------ Records provided

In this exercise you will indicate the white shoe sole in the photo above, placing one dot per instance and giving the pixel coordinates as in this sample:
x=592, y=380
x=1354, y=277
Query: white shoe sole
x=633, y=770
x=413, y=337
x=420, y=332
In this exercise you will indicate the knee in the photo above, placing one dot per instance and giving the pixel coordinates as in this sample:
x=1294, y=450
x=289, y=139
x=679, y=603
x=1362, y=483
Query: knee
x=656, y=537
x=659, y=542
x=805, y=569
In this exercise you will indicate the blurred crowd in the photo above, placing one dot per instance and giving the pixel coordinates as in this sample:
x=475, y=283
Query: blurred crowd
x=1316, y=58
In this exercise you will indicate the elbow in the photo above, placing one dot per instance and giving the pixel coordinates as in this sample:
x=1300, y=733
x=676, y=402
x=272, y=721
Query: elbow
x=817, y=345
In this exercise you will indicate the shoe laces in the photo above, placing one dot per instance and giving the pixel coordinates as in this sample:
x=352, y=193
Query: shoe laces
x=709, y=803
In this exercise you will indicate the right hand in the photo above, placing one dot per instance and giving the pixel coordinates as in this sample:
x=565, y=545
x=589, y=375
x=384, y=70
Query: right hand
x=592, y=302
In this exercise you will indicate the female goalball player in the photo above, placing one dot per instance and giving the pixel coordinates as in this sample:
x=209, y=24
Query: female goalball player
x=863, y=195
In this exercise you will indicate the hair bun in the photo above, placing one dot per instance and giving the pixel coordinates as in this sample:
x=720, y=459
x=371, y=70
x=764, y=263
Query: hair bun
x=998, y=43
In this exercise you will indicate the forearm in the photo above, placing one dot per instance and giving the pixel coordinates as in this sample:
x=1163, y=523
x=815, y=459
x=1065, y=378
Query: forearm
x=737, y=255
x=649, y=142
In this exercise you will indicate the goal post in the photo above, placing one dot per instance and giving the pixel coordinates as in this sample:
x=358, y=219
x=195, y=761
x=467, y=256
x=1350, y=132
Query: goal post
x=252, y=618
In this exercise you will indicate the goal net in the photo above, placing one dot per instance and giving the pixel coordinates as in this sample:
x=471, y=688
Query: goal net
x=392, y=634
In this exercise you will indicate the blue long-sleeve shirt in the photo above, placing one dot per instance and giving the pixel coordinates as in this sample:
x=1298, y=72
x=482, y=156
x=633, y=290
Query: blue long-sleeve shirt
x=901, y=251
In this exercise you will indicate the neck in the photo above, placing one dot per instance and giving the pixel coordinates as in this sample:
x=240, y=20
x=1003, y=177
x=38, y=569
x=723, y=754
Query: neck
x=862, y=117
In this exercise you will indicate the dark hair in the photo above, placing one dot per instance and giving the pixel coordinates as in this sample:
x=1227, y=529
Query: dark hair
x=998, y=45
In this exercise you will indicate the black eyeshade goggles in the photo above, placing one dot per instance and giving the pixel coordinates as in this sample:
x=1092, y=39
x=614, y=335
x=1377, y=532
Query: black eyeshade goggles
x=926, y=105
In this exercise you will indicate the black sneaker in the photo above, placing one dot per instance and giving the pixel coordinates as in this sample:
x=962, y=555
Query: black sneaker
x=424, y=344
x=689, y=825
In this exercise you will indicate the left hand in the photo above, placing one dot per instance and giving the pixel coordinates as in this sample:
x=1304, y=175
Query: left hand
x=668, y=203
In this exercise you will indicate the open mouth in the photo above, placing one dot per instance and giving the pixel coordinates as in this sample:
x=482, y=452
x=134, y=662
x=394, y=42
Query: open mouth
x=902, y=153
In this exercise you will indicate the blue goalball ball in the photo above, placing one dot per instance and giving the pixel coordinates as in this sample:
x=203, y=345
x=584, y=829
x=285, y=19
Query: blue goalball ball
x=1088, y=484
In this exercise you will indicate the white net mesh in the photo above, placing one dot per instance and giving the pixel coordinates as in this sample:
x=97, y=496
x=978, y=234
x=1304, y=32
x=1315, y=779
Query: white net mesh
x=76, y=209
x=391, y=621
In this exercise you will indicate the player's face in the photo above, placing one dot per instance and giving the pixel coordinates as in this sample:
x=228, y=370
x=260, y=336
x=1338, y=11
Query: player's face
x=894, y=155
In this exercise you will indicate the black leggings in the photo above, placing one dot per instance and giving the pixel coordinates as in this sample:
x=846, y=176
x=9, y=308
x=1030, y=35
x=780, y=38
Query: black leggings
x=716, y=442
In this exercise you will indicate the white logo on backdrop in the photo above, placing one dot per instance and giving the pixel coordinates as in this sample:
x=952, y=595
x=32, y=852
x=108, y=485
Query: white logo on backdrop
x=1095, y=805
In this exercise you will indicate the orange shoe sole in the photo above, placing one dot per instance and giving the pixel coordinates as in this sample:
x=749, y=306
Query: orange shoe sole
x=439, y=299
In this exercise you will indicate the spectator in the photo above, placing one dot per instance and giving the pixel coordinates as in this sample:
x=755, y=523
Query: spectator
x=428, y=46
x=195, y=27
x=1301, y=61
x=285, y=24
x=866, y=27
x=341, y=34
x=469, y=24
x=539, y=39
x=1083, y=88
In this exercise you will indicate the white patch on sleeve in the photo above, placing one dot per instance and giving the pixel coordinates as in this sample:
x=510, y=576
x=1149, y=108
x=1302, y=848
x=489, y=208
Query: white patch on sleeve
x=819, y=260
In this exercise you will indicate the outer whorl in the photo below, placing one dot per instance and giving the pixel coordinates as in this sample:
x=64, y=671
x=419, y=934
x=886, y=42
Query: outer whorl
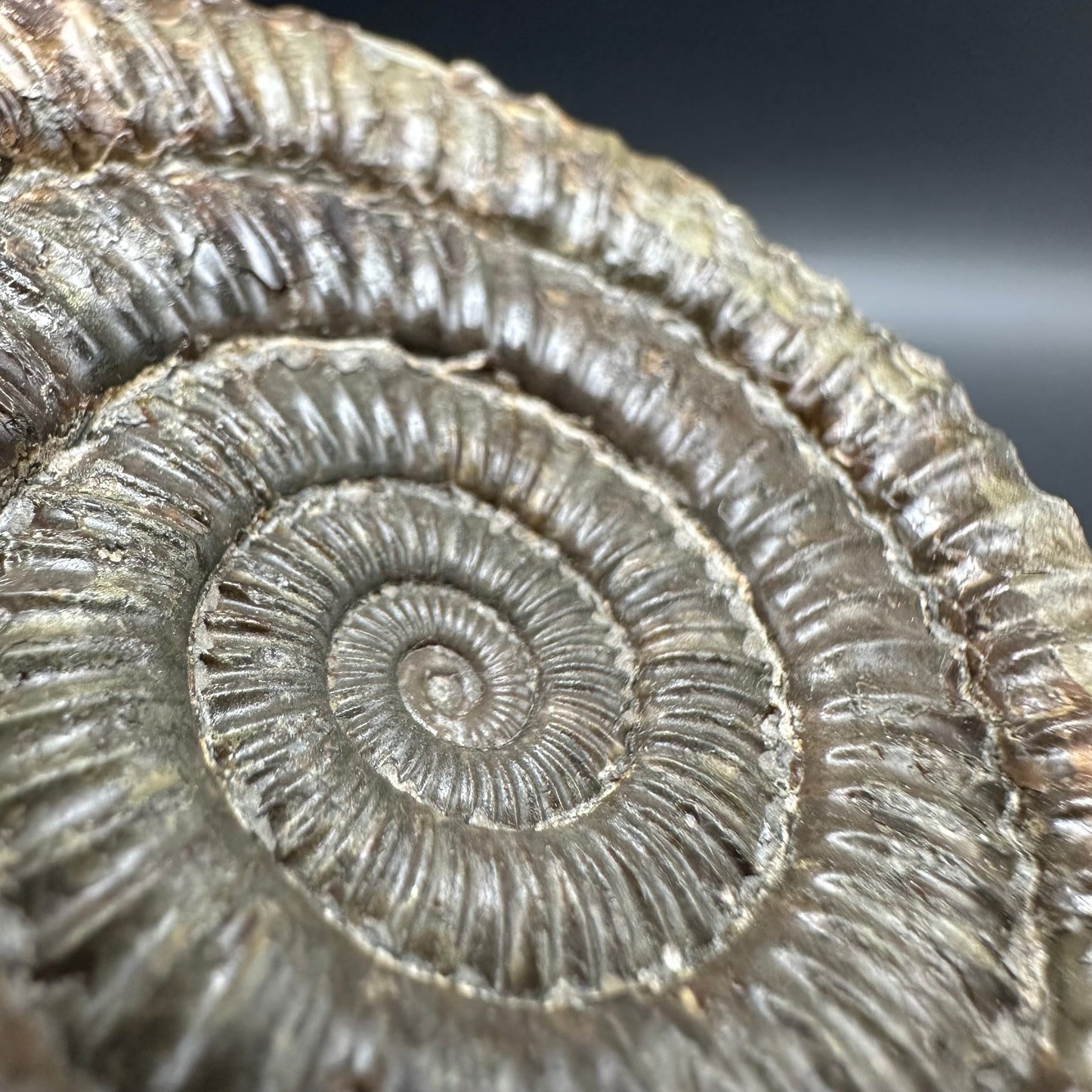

------------

What this task involves:
The full material above must be output verbatim, minus any pictures.

Exercise solution:
In this exercise you will indicate the white shoe sole in the photo above, placing one dot per instance and giving the pixel coordinates as in this sample:
x=592, y=380
x=1354, y=277
Query: white shoe sole
x=633, y=770
x=413, y=337
x=420, y=332
In this exercise you will indicate the knee in the photo above, placing one dot per instance and giving the pixel coordinates as in this sample:
x=1294, y=450
x=289, y=139
x=679, y=603
x=1362, y=483
Query: knee
x=656, y=537
x=659, y=542
x=805, y=569
In this exercise you will indicate the blurred crowd in the photo above, placing one dot per instance and giving the pixel coordinates as in this sample:
x=475, y=283
Query: blurred crowd
x=1316, y=58
In this exercise you will indicate the elbow in the photo above, placing one dot per instance and giving the pixel coordinates as in this sample:
x=1300, y=733
x=676, y=402
x=272, y=721
Query: elbow
x=817, y=345
In this exercise you will indicate the shoe laces in the photo above, placing one dot per instance and giving the pixel coordinates as in this sample:
x=352, y=193
Query: shoe laces
x=709, y=803
In this exercise you will indicate the right hand in the photo above, placing one dot per instance and giving the pixel coordinates as in this sample:
x=565, y=545
x=589, y=375
x=384, y=70
Query: right hand
x=592, y=302
In this exercise you will indicate the female goalball player in the photo above, placing one dot per instance and giving the pixel coordinates as in this sample:
x=209, y=24
Query: female goalball player
x=863, y=195
In this exercise you will indicate the hair bun in the photo above, placing one dot per instance and giving the pixel coordinates as in this sample:
x=720, y=459
x=371, y=70
x=764, y=263
Query: hair bun
x=998, y=43
In this exercise you will indicate the forearm in the photo above, placing one dot per instance and giving the pixel coordinates as in this sample:
x=1163, y=523
x=815, y=459
x=1065, y=378
Query: forearm
x=737, y=255
x=649, y=142
In this exercise you will indicate the goal post in the photo above, placing one dot per instance and giving the pixel coordinates as in this sample:
x=358, y=219
x=195, y=761
x=467, y=256
x=1350, y=132
Query: goal post
x=252, y=618
In this exercise you will indicate the goal net in the photo above, placing one dot per instance and giving the pixel coordinates as in this sample:
x=471, y=688
Query: goal net
x=392, y=634
In this exercise you will indicate the blue long-sleeve shirt in the photo above, placing one dot per instance and giving the pixel coordinates as in this sample:
x=1298, y=72
x=482, y=156
x=633, y=290
Query: blue long-sleeve shirt
x=901, y=251
In this exercise you will indicate the neck in the photo above, placing one dot per instance and giving the pixel coordinates as in this sample:
x=240, y=20
x=1003, y=177
x=38, y=569
x=723, y=754
Query: neck
x=862, y=117
In this exercise you will indicate the dark hair in the photo above, placing one dot per instance and giving the pixel coordinates as in this sample:
x=1227, y=529
Query: dark hair
x=998, y=45
In this exercise you will indicate the black eyeshade goggles in the photo above, placing one dot per instance and giving the pixel coordinates as in this sample:
x=1092, y=39
x=614, y=335
x=1377, y=532
Query: black eyeshade goggles
x=926, y=105
In this exercise you will indicate the black sneaker in the photo above, placing one dot per instance and giving the pixel coordinates as in this sample:
x=962, y=555
Query: black sneaker
x=424, y=344
x=689, y=825
In this exercise you will indicate the left hand in the photo above, placing one dot per instance and giving the pixel coordinates as in this sample:
x=1304, y=175
Query: left hand
x=668, y=203
In this exercise you will indicate the open mouth in the photo above, placing one dot per instance and giving the pixel coordinates as in this sample:
x=482, y=452
x=134, y=662
x=394, y=42
Query: open mouth
x=902, y=153
In this exercise you will indicate the blue goalball ball in the photo above, placing one dot per instance and giving the pixel coordinates as in this sample:
x=203, y=345
x=584, y=829
x=285, y=19
Query: blue goalball ball
x=1088, y=484
In this exercise you will indicate the white net mesh in the photo above, placing one dot per instance and giving the pixel coordinates as in this sample:
x=97, y=496
x=978, y=234
x=1304, y=32
x=1315, y=779
Query: white net mesh
x=76, y=209
x=391, y=621
In this exercise you will indicate the player's face in the photo above, placing one dot per instance and giving the pixel coordinates as in this sample:
x=228, y=370
x=260, y=336
x=1338, y=11
Query: player's face
x=894, y=155
In this exercise you will indicate the black leggings in the photo above, placing one dot per instance and giving the pixel coordinates as in this sample:
x=846, y=176
x=9, y=308
x=1030, y=35
x=780, y=38
Query: black leggings
x=716, y=442
In this exercise you will indicate the white logo on backdrop in the photo above, placing one dot per instance and giving the pixel coordinates as in this sample:
x=952, y=595
x=32, y=852
x=108, y=485
Query: white logo on backdrop
x=1095, y=805
In this exercise you will indicate the orange shoe sole in the photo above, placing one dot per instance and giving the pixel coordinates as in this sample:
x=749, y=306
Query: orange shoe sole
x=439, y=299
In this exercise you will indicate the spectator in the photo above, placing one dot per instance and giving the pixel coordinates as in this sample:
x=755, y=523
Query: spectator
x=428, y=46
x=195, y=27
x=1301, y=61
x=285, y=24
x=866, y=27
x=341, y=34
x=469, y=24
x=539, y=39
x=1083, y=88
In this exercise you will indicate the white patch on sleeve in the photo above, placing one dot per instance and giving the pixel coordinates as in this sample:
x=510, y=576
x=1149, y=108
x=1302, y=848
x=489, y=208
Query: white patch on sleeve
x=819, y=260
In this exercise you will indicate the outer whorl in the photo below, placing one dot per instance and giving the pixel coordinates as in this sample:
x=64, y=671
x=419, y=934
x=886, y=42
Query: outer whorl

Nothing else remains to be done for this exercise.